## DATASET ENTRIES
--------

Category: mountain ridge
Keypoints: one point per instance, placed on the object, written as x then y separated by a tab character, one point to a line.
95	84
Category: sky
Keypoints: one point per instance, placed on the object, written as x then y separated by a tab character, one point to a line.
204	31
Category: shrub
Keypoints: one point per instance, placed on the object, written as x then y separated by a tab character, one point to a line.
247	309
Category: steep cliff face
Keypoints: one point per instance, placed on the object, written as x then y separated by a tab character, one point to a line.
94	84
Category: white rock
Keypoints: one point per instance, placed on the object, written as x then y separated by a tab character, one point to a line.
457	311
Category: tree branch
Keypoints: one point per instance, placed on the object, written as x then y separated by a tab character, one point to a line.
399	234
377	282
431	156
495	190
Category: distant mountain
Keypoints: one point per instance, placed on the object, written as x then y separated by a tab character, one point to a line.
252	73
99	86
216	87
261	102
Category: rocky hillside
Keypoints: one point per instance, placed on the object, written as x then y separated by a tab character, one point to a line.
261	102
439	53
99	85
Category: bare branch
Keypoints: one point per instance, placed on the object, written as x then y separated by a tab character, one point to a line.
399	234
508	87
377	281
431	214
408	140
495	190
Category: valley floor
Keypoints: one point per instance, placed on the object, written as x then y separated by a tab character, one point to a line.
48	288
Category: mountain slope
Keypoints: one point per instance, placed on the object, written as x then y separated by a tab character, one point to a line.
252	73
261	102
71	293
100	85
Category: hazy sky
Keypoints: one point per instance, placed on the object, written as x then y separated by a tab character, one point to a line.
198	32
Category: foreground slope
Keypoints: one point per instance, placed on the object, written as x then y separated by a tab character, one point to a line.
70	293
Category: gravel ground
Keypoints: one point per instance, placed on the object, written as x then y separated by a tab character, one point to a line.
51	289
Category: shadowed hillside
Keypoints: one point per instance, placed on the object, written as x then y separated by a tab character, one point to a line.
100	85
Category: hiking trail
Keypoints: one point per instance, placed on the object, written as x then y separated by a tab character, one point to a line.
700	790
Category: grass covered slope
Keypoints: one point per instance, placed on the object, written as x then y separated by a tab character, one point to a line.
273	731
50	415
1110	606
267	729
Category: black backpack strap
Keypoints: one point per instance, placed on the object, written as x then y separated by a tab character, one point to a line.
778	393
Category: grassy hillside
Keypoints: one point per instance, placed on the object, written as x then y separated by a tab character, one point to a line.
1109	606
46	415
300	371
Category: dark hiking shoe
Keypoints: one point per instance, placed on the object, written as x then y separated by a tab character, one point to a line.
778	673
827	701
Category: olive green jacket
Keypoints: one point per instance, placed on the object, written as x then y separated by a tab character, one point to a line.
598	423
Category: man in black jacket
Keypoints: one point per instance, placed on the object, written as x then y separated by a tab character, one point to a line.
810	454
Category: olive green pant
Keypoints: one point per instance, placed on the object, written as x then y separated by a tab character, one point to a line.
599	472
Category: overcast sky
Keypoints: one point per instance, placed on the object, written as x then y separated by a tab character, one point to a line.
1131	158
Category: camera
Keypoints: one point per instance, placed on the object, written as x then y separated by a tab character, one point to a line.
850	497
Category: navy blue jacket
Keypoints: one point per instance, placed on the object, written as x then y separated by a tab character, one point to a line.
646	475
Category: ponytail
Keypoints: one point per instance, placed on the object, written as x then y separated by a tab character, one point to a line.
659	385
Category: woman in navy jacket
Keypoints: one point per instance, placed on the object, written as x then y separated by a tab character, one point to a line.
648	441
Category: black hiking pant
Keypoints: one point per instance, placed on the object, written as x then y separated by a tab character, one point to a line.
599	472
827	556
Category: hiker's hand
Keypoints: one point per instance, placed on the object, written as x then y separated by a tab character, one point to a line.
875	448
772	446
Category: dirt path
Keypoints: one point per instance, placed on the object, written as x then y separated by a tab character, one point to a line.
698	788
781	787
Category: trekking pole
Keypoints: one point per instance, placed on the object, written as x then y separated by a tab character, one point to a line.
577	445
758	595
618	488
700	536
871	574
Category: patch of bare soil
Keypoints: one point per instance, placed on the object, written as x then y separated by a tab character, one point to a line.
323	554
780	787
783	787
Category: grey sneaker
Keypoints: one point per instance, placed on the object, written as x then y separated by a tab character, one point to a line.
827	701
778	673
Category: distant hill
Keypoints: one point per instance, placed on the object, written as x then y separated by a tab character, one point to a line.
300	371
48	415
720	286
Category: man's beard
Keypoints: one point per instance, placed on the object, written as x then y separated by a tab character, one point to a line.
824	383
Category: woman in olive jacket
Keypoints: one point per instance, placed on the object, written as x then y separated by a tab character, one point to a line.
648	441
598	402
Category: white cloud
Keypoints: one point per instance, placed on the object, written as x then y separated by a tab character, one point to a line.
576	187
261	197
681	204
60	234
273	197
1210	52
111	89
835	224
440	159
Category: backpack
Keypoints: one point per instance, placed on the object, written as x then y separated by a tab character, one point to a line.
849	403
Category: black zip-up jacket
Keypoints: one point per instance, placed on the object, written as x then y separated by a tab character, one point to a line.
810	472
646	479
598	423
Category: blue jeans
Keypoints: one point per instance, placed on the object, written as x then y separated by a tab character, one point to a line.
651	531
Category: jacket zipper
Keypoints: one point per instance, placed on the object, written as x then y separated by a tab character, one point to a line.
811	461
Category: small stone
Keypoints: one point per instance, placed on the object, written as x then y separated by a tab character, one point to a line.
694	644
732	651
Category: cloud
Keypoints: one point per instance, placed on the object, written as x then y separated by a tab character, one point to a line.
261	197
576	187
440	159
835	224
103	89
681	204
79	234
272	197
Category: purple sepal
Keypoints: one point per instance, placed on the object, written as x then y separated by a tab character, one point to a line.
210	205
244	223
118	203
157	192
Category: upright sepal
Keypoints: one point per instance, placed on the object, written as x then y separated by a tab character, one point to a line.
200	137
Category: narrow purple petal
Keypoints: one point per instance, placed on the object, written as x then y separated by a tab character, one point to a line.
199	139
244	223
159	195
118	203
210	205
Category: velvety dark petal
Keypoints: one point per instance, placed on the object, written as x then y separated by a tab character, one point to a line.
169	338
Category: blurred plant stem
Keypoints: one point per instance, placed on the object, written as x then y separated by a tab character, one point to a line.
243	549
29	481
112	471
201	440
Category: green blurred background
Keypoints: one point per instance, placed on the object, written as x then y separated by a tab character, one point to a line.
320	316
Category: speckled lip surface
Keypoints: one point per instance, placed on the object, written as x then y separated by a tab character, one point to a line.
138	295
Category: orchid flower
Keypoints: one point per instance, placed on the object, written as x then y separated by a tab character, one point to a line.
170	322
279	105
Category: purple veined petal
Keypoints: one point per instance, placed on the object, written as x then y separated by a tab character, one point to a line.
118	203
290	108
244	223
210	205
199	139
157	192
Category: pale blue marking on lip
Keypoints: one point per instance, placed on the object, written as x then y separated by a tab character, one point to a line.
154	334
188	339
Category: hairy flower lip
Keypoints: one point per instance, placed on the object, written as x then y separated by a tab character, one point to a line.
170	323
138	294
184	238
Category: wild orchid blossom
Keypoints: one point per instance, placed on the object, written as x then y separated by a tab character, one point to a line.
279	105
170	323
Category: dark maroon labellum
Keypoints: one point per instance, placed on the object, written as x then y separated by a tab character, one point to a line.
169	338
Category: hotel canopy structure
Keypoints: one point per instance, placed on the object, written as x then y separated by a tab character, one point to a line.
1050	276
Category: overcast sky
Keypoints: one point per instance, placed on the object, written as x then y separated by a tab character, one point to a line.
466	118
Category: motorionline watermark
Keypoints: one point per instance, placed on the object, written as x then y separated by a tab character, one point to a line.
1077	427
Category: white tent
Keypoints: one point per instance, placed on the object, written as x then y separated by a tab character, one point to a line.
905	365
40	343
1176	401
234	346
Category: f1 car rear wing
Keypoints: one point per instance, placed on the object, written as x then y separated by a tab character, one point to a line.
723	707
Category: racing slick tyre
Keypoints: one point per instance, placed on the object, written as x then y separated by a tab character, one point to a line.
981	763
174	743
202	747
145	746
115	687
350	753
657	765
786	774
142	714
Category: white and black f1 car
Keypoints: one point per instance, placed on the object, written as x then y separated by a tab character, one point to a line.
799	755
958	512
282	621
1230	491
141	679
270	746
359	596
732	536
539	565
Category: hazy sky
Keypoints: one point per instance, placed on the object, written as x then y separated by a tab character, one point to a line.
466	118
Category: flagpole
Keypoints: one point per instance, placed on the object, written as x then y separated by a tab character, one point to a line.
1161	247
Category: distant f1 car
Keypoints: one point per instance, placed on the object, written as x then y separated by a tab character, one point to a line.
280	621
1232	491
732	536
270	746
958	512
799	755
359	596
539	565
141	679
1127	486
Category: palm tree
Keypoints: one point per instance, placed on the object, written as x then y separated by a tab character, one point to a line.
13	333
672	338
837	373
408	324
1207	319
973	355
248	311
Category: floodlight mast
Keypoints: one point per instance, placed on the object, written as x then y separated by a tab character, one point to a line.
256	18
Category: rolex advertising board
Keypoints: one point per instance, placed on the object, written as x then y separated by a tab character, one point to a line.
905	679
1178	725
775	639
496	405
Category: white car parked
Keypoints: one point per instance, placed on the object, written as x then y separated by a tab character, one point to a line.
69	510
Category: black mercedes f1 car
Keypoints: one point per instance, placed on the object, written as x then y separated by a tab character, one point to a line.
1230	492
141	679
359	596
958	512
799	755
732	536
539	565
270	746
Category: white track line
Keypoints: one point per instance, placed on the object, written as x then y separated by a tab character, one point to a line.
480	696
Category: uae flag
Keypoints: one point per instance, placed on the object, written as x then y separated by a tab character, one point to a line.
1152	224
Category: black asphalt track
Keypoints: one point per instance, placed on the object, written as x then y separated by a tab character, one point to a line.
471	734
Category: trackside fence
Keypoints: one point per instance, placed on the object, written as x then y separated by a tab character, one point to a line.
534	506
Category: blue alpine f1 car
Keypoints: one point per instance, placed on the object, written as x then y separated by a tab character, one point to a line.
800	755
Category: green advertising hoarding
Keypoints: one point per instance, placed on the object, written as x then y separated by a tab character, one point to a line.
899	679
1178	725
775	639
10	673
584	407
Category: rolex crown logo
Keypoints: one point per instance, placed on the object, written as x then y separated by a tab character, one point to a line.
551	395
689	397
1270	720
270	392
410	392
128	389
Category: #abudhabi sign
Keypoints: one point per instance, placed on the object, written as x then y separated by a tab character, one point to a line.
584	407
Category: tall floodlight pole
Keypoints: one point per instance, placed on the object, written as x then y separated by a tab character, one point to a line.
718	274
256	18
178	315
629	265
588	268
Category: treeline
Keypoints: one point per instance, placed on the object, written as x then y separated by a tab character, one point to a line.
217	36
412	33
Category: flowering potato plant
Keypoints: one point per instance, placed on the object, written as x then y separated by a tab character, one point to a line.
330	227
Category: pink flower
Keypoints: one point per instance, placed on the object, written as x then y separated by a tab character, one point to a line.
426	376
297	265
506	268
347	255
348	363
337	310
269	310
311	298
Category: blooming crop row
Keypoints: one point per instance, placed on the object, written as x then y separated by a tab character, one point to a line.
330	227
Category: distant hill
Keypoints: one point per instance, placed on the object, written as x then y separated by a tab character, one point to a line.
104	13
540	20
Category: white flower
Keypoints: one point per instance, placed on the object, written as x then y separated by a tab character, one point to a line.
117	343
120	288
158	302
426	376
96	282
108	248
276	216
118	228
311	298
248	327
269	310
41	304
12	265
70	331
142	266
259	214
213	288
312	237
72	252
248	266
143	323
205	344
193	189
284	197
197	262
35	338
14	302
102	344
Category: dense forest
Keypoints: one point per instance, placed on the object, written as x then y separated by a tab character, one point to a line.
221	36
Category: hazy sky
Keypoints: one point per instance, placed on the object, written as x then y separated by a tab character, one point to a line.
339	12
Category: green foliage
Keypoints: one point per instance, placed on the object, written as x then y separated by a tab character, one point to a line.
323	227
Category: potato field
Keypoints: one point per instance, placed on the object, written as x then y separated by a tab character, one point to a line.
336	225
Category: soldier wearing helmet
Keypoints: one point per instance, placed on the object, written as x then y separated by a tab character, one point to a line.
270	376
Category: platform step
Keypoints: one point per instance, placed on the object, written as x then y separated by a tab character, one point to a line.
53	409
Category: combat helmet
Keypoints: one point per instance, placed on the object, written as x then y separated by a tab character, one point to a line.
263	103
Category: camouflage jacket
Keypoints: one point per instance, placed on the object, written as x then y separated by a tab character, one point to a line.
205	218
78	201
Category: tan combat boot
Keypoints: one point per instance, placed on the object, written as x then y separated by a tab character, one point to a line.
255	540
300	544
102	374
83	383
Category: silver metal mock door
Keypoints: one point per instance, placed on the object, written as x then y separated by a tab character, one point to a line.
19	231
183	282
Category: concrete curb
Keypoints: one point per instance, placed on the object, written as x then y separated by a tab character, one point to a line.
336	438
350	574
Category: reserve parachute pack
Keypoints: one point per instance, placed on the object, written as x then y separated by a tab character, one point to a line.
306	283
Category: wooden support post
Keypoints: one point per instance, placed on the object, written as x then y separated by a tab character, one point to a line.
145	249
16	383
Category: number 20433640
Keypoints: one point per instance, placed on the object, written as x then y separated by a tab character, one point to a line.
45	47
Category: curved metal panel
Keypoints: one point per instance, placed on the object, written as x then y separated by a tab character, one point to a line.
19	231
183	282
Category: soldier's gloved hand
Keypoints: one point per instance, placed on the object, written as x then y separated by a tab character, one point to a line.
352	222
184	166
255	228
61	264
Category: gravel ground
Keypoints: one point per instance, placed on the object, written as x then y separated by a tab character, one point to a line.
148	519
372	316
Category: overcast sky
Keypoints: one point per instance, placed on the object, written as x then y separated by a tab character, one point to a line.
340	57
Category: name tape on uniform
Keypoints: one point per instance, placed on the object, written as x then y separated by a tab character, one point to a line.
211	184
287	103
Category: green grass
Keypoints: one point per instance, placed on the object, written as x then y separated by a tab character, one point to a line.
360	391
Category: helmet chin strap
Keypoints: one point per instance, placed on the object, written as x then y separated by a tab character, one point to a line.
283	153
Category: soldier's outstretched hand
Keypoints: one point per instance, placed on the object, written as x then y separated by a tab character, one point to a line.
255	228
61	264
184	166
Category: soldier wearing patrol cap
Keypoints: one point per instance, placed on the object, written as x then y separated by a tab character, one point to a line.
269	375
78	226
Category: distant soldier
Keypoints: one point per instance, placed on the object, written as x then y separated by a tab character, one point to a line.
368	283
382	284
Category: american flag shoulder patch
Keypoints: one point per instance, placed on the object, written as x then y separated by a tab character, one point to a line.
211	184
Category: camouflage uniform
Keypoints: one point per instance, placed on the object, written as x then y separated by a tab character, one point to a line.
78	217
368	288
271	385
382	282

--------

## YOUR GOAL
What are the lines from the one with "Category: soldier wearing patrol cap" through the last line of the records above? Quote them exactly and add nothing.

## TASK RESPONSE
Category: soldier wearing patrol cap
Keypoints: one point per instance, placed on the object, written as x then y separated by a tab character, one point to a line.
269	375
78	226
Category: distant soldier
Keypoints: one point per instance, placed on the object, written as x then y separated by a tab character, one point to a line.
368	283
382	284
Category: american flag shoulder patch
Keypoints: one point per instance, placed on the object, written as x then y separated by a tab character, one point to a line.
211	184
Category: camouflage uniform
Keypoints: one point per instance, placed on the object, written as x then y separated by a tab character, one point to a line.
78	217
368	288
271	385
382	282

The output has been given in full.